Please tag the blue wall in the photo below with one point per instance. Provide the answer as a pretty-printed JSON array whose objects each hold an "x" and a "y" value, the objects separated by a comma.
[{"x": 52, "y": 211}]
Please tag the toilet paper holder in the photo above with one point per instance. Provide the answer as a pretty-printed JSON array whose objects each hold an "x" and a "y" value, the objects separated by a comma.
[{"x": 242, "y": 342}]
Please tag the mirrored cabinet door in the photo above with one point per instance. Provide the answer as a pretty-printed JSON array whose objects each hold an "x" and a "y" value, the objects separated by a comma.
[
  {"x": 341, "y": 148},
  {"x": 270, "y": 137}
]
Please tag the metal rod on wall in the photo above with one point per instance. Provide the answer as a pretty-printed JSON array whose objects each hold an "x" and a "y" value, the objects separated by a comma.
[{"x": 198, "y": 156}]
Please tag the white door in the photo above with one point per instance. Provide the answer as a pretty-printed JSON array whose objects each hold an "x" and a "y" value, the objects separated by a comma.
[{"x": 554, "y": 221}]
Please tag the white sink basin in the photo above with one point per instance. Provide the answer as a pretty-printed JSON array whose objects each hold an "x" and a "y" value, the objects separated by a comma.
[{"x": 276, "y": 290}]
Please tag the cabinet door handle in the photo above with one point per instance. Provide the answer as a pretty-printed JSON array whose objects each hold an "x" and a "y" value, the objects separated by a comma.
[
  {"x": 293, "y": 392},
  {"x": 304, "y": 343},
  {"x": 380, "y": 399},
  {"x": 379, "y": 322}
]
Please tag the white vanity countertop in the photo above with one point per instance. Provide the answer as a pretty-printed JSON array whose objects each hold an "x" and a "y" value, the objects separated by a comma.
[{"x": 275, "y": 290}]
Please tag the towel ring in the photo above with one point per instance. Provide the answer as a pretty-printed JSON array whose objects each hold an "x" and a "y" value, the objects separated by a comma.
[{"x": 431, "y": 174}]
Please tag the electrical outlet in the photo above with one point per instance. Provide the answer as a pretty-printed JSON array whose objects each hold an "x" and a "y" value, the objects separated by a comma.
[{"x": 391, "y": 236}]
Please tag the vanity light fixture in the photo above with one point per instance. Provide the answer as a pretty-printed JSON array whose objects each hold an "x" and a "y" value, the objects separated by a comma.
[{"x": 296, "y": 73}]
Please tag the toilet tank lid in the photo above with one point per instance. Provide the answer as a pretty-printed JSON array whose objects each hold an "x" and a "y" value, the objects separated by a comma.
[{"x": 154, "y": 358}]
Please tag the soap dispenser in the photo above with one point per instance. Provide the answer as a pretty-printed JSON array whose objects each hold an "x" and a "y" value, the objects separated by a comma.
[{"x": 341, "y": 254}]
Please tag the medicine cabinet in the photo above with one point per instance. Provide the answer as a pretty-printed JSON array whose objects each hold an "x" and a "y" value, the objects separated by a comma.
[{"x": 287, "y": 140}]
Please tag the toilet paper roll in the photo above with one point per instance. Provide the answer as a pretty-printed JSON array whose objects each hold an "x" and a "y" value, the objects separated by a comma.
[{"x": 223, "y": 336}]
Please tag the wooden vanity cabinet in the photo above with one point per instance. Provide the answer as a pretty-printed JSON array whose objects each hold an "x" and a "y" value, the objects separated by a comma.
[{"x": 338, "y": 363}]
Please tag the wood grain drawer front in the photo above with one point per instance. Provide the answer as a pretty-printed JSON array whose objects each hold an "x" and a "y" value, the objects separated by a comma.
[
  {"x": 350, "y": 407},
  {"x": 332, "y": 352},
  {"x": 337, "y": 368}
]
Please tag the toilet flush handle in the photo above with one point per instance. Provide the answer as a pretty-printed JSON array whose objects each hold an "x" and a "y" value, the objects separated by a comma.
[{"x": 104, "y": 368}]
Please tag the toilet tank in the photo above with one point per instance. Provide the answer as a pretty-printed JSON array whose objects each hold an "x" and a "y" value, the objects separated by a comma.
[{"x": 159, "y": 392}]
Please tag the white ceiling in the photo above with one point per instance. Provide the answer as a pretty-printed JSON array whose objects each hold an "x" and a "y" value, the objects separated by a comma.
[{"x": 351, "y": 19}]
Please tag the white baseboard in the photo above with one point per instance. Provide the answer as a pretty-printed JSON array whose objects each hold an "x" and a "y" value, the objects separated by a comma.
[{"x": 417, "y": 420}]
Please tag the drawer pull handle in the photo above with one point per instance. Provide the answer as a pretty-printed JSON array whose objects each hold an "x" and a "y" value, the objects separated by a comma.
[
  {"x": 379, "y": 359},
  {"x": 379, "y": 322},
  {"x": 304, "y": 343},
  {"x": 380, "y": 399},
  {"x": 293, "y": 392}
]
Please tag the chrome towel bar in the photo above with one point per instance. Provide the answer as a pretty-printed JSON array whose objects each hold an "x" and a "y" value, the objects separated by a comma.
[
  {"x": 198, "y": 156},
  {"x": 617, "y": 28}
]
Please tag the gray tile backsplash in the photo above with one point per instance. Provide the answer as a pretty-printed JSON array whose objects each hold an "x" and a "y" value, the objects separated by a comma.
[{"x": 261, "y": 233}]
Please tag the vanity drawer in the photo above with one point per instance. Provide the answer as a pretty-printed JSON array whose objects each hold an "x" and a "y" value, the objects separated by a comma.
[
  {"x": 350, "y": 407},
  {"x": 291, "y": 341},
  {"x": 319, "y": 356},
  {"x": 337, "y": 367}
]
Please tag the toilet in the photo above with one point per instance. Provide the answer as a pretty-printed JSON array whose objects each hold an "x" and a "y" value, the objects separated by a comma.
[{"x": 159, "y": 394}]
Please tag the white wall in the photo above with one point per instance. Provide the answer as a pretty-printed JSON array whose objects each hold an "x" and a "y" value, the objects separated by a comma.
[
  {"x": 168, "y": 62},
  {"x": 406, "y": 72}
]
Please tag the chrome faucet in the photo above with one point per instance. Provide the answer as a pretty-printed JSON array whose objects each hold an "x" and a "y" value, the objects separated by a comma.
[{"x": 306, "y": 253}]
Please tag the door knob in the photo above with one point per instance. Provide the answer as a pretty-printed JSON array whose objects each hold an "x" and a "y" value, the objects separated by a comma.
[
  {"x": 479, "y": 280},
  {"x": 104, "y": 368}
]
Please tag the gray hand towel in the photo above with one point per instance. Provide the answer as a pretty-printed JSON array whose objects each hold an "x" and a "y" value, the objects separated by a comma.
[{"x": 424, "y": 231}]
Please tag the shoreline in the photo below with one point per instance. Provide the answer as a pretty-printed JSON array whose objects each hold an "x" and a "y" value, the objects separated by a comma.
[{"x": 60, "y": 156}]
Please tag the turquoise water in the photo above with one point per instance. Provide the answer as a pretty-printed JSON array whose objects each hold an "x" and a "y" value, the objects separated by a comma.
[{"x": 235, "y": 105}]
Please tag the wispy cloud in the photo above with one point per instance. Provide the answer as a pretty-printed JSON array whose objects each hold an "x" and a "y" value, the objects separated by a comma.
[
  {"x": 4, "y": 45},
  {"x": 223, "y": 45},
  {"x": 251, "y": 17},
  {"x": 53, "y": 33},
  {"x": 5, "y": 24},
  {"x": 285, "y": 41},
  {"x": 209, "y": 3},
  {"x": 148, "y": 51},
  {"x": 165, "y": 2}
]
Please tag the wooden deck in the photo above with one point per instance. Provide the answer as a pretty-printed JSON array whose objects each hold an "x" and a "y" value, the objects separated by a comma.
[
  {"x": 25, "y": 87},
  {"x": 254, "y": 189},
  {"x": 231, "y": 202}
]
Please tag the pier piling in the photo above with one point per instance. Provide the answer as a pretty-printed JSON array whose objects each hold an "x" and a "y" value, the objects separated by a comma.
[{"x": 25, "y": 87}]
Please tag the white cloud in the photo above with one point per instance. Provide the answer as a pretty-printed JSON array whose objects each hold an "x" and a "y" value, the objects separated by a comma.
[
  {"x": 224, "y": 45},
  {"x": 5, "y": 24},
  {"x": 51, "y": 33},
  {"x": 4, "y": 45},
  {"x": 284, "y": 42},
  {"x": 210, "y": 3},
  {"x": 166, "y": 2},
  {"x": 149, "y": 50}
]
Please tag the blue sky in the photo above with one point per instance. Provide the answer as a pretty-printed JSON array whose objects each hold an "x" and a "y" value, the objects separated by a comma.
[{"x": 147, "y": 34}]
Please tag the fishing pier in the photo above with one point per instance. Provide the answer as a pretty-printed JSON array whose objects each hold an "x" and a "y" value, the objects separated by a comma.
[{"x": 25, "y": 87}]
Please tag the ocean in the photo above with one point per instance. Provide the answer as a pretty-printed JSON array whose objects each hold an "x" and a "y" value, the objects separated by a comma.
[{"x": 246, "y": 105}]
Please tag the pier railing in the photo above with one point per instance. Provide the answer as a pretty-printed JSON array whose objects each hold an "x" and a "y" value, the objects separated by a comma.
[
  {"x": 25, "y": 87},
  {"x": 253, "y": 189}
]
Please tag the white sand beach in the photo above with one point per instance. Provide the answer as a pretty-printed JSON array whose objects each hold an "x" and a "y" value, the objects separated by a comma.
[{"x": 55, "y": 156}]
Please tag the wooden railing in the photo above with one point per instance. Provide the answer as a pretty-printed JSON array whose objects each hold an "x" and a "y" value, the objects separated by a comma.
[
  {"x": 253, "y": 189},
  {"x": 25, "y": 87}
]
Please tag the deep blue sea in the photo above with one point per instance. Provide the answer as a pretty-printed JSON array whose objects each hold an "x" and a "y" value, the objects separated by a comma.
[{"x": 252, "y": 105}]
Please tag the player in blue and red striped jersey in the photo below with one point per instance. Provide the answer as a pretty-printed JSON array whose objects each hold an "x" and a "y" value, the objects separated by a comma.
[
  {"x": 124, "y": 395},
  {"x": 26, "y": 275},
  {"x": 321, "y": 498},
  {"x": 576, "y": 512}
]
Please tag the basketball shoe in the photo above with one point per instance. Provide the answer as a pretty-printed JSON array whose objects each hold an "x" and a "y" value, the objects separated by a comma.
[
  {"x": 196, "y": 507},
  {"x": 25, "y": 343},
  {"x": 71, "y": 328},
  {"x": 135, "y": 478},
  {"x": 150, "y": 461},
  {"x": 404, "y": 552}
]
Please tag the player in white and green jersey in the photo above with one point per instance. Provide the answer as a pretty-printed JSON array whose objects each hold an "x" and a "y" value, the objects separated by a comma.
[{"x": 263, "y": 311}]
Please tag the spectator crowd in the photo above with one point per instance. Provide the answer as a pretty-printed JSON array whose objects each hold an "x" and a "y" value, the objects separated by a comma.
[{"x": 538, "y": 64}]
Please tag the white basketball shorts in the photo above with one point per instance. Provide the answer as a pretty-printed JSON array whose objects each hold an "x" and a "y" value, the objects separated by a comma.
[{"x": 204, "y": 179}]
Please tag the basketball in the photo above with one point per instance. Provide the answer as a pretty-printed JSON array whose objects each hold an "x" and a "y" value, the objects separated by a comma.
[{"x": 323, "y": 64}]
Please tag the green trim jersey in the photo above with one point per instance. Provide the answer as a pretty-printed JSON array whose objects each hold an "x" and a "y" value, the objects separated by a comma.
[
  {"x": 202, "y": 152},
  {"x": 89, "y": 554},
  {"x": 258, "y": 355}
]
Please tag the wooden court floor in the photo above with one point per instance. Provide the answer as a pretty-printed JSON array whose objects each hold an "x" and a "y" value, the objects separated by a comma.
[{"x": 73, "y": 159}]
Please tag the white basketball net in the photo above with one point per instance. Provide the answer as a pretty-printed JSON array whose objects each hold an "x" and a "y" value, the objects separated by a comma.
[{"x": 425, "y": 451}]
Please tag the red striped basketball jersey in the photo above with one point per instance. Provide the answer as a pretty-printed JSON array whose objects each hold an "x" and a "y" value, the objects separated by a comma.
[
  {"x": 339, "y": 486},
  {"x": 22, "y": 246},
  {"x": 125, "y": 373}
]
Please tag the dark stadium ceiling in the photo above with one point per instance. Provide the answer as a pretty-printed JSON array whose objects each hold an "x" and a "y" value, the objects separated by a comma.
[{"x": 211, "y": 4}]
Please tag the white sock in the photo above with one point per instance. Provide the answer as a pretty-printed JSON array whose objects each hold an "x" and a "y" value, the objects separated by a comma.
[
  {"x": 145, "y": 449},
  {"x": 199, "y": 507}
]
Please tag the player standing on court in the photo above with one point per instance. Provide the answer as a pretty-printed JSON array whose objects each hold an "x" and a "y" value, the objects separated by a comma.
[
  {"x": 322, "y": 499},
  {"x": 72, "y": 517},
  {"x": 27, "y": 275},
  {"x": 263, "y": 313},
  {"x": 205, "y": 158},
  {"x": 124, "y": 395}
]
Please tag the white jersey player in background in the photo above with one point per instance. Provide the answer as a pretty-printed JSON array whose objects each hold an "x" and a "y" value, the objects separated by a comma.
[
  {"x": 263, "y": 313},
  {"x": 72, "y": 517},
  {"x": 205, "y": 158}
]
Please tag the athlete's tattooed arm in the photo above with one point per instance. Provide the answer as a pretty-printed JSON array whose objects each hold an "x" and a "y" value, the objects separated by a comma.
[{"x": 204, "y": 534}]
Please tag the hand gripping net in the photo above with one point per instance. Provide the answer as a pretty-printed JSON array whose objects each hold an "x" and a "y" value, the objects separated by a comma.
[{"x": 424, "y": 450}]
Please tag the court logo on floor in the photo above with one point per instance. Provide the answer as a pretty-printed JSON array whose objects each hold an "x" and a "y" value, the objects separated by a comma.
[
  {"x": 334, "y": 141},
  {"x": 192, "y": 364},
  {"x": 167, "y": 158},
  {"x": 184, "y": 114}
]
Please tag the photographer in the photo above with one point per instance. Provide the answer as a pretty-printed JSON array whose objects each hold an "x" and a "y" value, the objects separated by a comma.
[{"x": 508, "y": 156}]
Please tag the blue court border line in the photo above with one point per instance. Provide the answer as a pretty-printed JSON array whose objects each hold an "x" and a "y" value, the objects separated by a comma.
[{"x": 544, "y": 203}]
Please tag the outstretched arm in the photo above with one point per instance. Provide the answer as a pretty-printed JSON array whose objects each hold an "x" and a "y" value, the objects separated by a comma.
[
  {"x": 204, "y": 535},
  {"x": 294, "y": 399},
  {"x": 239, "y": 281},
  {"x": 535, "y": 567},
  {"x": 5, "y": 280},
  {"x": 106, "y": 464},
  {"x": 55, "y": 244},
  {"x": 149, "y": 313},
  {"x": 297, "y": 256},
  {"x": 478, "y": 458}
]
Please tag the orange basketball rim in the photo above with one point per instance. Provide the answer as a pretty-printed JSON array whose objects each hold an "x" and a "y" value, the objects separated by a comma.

### DIRECTIVE
Copy the records word for word, starting with the line that contains "Please tag the court" and running through the last line of the records.

### FULL ANSWER
Please tag the court logo on floor in the photo above with one point per instance. Provide the answer as a pretty-printed JSON array whose objects each hold an "x" and a "y" value, the objects separated by a comma.
[
  {"x": 334, "y": 141},
  {"x": 192, "y": 364},
  {"x": 167, "y": 158},
  {"x": 184, "y": 114}
]
Please tag the photographer in the photo above with one point per instance. Provide the answer as a pretty-printed JSON array whose objects each hold an "x" and a "y" value, the objects separated by a comma.
[{"x": 508, "y": 156}]
Please tag the blue court border line in the photo above with one point per instance. Provide the answer as a pretty-printed JSON array whose objects each hold an "x" and a "y" value, the objects separated by a comma.
[{"x": 544, "y": 203}]
Please tag the outstretched arm in the photo above with one point per instance. Provide the answer as a pretty-printed JSON array whose objects each hold an "x" and a "y" value, the objects separated by a comma.
[
  {"x": 204, "y": 535},
  {"x": 294, "y": 399},
  {"x": 239, "y": 281},
  {"x": 535, "y": 567},
  {"x": 5, "y": 280},
  {"x": 106, "y": 464},
  {"x": 55, "y": 244},
  {"x": 149, "y": 313},
  {"x": 297, "y": 256},
  {"x": 478, "y": 458}
]
Please tag the orange basketball rim in the photo above with one point per instance. Provide the answer as a pretty-printed JSON array whose objects each hold an "x" and a "y" value, the objects separated by a comma.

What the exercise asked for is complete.